_Source data_
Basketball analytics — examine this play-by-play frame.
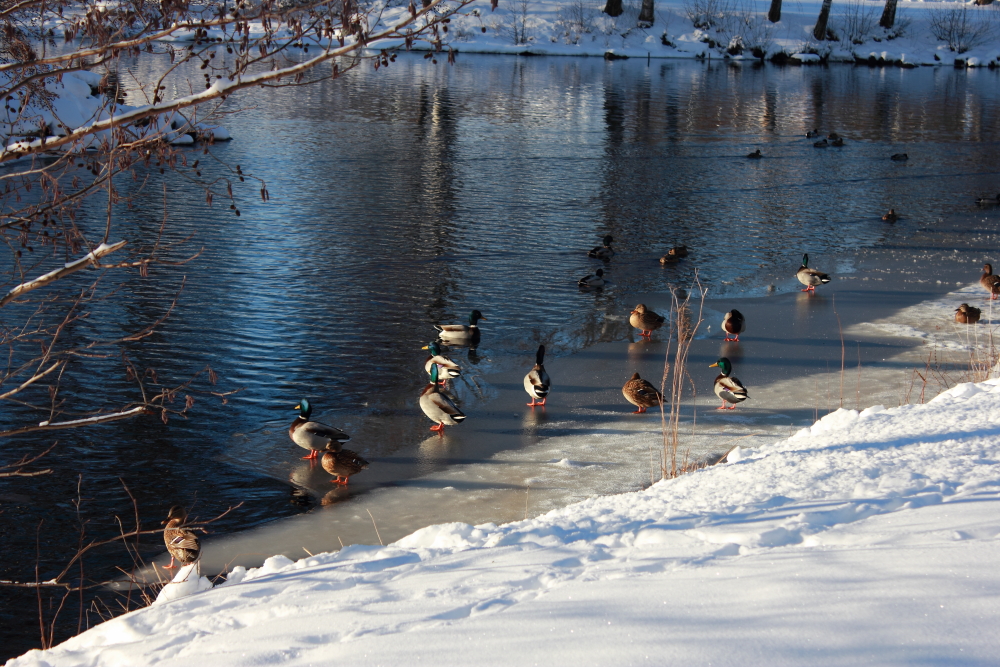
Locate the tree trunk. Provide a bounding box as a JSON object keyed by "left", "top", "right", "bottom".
{"left": 767, "top": 0, "right": 781, "bottom": 23}
{"left": 878, "top": 0, "right": 897, "bottom": 28}
{"left": 604, "top": 0, "right": 623, "bottom": 17}
{"left": 638, "top": 0, "right": 655, "bottom": 26}
{"left": 813, "top": 0, "right": 833, "bottom": 40}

_The task_
The material is to be reproduced verbatim, and no picture may appear in the copy.

_Response_
Basketball analytics — examine this play-by-play frame.
Locate the tree trunk. Provide a bounding box as a JSON object keyed by "left", "top", "right", "bottom".
{"left": 767, "top": 0, "right": 781, "bottom": 23}
{"left": 878, "top": 0, "right": 897, "bottom": 28}
{"left": 604, "top": 0, "right": 623, "bottom": 17}
{"left": 638, "top": 0, "right": 655, "bottom": 26}
{"left": 813, "top": 0, "right": 833, "bottom": 40}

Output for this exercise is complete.